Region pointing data
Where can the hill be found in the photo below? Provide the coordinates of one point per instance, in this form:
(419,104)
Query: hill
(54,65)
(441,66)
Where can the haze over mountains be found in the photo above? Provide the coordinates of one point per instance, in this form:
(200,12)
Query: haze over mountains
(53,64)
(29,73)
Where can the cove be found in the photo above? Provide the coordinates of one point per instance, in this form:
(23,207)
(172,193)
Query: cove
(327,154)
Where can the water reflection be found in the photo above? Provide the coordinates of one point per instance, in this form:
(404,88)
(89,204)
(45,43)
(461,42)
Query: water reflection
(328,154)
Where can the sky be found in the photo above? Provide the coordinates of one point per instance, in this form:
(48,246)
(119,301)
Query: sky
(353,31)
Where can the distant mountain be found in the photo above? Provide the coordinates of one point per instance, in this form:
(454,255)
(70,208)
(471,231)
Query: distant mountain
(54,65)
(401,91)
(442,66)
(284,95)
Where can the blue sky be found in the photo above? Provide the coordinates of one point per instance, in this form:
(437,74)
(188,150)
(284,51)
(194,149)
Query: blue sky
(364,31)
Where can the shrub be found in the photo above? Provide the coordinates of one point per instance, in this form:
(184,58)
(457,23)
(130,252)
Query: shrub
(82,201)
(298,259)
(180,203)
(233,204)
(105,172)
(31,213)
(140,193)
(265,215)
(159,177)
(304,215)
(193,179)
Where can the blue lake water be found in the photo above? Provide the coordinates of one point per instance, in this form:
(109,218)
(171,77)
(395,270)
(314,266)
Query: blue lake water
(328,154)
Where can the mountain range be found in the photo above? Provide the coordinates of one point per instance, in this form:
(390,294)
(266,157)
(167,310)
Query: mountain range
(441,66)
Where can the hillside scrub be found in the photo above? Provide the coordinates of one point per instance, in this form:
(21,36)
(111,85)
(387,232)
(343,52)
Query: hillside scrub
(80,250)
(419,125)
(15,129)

- [THE PROBLEM]: Only a number belongs in the answer: state how many lines of the entries above hold "form".

- [SOLUTION TO THIS EXERCISE]: 11